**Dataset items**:
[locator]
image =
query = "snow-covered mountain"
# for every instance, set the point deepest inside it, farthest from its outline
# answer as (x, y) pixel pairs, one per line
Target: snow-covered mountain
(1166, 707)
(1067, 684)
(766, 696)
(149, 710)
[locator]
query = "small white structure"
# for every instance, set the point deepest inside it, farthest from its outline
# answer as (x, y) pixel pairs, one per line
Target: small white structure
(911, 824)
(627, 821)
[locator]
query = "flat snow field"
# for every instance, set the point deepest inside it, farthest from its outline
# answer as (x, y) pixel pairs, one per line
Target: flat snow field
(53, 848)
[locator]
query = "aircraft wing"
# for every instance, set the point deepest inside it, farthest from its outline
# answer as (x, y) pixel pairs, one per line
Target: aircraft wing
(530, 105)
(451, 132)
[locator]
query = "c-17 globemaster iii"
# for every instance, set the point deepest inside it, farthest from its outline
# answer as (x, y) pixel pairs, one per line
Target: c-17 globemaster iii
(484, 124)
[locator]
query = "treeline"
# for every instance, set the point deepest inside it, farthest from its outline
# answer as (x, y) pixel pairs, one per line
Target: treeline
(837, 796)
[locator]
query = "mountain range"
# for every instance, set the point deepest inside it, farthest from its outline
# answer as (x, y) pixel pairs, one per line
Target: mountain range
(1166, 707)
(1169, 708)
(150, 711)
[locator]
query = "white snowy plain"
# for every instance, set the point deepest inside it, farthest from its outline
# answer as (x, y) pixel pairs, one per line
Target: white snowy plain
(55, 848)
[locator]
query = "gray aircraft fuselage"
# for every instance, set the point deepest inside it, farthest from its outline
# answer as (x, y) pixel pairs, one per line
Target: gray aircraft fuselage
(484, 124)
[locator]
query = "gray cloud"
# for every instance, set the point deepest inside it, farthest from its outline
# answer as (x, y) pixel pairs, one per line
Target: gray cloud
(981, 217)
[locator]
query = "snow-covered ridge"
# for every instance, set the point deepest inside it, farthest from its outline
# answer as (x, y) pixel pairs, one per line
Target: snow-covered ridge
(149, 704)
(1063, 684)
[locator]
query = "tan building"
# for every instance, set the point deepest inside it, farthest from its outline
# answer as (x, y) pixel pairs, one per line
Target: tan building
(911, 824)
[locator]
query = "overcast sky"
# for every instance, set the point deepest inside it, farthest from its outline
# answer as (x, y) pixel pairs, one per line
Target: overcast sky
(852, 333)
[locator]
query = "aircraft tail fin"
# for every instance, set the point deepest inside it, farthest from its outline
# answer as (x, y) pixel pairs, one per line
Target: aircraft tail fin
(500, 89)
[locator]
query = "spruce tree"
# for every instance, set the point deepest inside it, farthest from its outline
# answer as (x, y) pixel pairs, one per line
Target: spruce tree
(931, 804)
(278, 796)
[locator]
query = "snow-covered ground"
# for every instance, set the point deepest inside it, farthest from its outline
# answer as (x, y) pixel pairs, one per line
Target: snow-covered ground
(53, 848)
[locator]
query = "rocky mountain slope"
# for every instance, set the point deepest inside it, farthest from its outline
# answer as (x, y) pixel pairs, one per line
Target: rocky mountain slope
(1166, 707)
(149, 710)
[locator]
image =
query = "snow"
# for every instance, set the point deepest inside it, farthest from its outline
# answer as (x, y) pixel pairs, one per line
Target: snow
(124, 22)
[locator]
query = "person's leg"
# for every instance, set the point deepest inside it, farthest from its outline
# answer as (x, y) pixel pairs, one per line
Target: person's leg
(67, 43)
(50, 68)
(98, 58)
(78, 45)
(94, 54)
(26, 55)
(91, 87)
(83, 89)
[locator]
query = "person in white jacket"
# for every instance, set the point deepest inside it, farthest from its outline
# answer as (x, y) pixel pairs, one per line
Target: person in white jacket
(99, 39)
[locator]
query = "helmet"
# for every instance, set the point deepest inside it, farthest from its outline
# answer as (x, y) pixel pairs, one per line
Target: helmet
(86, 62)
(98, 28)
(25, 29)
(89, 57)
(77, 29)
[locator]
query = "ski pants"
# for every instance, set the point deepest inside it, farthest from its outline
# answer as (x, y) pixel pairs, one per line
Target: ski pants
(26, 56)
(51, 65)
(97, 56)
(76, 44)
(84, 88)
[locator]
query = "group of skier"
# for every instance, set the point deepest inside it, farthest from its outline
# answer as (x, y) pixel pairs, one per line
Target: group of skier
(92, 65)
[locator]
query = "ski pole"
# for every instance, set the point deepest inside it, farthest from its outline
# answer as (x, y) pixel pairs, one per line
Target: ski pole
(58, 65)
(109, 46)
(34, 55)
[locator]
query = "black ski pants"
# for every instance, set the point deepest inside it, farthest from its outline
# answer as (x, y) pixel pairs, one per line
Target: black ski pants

**WHAT TO PRODUCE**: Word for word, restate the lines above.

**EXPECTED OUTPUT**:
[locator]
image =
query = "snow-covered mountain"
# for every instance, set the point deepest inside it, farthest from its outline
# answer as (x, y) pixel pairs, one per line
Target: snow-covered mountain
(1166, 707)
(1067, 684)
(766, 696)
(149, 710)
[locator]
query = "small white structure"
# for every instance, set the point deepest inside it, farthest from its outline
# answer as (x, y) pixel pairs, one per line
Target: small white structure
(911, 824)
(627, 821)
[locator]
query = "flat snow field"
# for every instance, set the point deepest inside it, farthest from its outline
# answer as (x, y) pixel pairs, one per line
Target: flat snow field
(53, 848)
[locator]
query = "aircraft wing"
# for every instance, set the point deepest inside it, farthest from its outline
# answer as (x, y) pixel pairs, one per line
Target: aircraft wing
(530, 105)
(451, 132)
[locator]
query = "c-17 globemaster iii"
# for every instance, set the point deepest inside it, farthest from its outline
# answer as (x, y) pixel pairs, one per line
Target: c-17 globemaster iii
(484, 124)
[locator]
query = "treeline"
# for every instance, set the point deepest inside it, farthest from its outline
# answer as (x, y) pixel pairs, one per line
Target: treeline
(837, 796)
[locator]
query = "mountain range"
# for every instance, set the point deepest inside it, farthest from its outline
# answer as (x, y) pixel pairs, one per line
Target: mountain range
(1166, 707)
(1169, 708)
(150, 711)
[locator]
query = "white snowy plain"
# for every instance, set the point deepest inside it, farthest from its outline
# answer as (x, y) pixel pairs, one per line
Target: white snowy plain
(55, 848)
[locator]
query = "gray aircraft fuselage"
# for every instance, set the point deepest inside it, farthest from its outline
# answer as (x, y) pixel pairs, one per line
Target: gray aircraft fuselage
(484, 124)
[locator]
query = "gray cloud"
# for every instance, set the point deepest inside it, farthest from its outline
# answer as (x, y) pixel pairs, one per line
Target: gray cloud
(981, 217)
[locator]
query = "snow-covered ridge"
# for every instance, set the point deepest inside it, farthest from its outline
# answer as (x, y) pixel pairs, one per line
Target: snow-covered ridge
(149, 704)
(1063, 684)
[locator]
query = "tan building"
# for every instance, set the point deepest inside it, farthest from its outline
# answer as (x, y) pixel pairs, one per line
Target: tan building
(911, 824)
[locator]
query = "overcast sky"
# for every instance, set the point deepest inside it, farthest from its outline
# answer as (x, y) pixel pairs, one per line
Target: overcast sky
(852, 333)
[locator]
query = "aircraft tail fin"
# for every instance, set the point deepest inside it, farthest from its outline
# answer as (x, y) pixel pairs, one per line
Target: aircraft tail fin
(500, 89)
[locator]
query = "spruce tree"
# for every instance, set the point deepest inside it, farthest from its outline
# answer as (x, y) pixel pairs, one per line
Target: spruce tree
(931, 804)
(278, 796)
[locator]
query = "snow-covered ground"
# for every instance, set the point deepest inside it, farthest from its outline
# answer as (x, y) pixel pairs, one per line
Target: snow-covered ground
(53, 848)
[locator]
query = "rocky mountain slope"
# for every instance, set the point deepest inside it, farthest from its outline
# answer as (x, y) pixel pairs, one per line
Target: rocky mountain slope
(1166, 707)
(149, 710)
[locator]
image =
query = "snow"
# for every instance, set the point deepest inside it, farthest from its outline
# answer as (x, y) pixel pairs, one per line
Target: snow
(124, 22)
[locator]
query = "person's leg"
# for every instance, set the point deepest inside it, farthest from its outline
# answer as (x, y) pixel pairs, one per line
Target: person's leg
(67, 43)
(50, 68)
(98, 58)
(78, 45)
(94, 54)
(26, 55)
(91, 87)
(83, 89)
[locator]
query = "person in white jacket"
# for every instance, set the point deepest inside it, farthest from its outline
# answer as (x, y) pixel pairs, one per line
Target: person in white jacket
(99, 39)
[locator]
query = "helmet"
# for every instance, set the point deepest inside it, farthest from its outline
# answer as (x, y) pixel pairs, one per line
Target: helmet
(86, 62)
(98, 28)
(25, 29)
(89, 57)
(77, 29)
[locator]
query = "ski pants"
# for every instance, set the point deepest inside it, farthest from its outline
# answer as (x, y) pixel pairs, one per line
Target: ski pants
(26, 56)
(51, 65)
(97, 56)
(76, 44)
(84, 88)
[locator]
query = "group of skier"
# for every instance, set the point deepest inside it, farthest from its outline
# answer as (x, y) pixel pairs, one per line
Target: group of skier
(92, 65)
[locator]
query = "ski pole"
# for every instance, set the point deepest inside it, farthest from its outline
# answer as (x, y) pixel pairs, one per line
Target: ski pole
(58, 65)
(109, 46)
(34, 55)
[locator]
query = "black ski pants"
# for every instance, set the point deepest inside it, farthest from its outline
# answer as (x, y) pixel pairs, one per line
Target: black ski pants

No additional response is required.